* _Work instructions_
Compute how many lines below contain the word "shirt" and respond with that number only.

* _Data shown_
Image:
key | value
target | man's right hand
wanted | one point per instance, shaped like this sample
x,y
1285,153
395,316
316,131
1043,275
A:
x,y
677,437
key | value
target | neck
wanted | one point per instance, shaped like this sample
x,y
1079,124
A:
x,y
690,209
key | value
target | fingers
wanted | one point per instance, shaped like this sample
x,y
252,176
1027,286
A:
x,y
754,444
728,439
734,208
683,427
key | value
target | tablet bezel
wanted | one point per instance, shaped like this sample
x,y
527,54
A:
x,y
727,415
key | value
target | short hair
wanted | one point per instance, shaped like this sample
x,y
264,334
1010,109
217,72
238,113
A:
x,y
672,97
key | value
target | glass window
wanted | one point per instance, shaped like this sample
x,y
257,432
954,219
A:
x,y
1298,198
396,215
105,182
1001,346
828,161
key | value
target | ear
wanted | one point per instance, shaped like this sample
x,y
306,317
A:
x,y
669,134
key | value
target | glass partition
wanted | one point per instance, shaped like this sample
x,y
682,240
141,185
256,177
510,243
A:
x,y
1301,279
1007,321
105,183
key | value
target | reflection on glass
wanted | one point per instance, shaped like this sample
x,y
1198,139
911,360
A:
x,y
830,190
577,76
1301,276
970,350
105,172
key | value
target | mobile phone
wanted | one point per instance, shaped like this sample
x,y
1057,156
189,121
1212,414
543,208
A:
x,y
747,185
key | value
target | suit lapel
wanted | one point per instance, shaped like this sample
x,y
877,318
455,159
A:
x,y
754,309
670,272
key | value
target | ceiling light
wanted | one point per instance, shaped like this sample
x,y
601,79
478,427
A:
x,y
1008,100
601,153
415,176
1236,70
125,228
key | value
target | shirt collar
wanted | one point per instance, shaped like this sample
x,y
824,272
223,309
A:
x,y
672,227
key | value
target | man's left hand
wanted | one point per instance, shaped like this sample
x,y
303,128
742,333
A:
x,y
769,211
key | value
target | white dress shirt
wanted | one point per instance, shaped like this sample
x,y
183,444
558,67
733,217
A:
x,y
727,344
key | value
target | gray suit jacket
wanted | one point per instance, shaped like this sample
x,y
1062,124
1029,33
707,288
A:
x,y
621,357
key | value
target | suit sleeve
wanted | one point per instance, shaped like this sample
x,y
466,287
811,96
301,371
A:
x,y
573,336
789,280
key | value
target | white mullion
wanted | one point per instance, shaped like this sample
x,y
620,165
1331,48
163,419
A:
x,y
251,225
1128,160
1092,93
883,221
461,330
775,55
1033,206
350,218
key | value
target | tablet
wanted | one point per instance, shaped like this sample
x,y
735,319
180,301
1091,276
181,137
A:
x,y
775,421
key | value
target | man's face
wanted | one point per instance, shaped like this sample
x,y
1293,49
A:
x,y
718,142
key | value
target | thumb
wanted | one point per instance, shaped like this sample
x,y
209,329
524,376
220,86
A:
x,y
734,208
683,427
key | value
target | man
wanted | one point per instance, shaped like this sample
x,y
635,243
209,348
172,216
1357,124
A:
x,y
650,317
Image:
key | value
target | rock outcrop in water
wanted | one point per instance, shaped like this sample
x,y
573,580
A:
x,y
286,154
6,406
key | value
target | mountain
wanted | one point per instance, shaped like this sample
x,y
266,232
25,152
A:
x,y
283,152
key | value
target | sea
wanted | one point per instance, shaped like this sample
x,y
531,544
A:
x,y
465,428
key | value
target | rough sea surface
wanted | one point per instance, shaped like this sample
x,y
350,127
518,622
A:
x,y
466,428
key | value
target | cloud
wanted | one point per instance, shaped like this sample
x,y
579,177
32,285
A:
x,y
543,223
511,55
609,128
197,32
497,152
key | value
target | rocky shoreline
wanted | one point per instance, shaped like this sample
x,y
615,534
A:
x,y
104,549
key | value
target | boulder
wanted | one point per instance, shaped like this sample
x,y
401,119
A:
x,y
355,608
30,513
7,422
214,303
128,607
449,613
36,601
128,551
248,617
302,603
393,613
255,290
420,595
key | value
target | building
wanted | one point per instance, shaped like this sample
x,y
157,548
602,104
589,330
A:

* _Result below_
2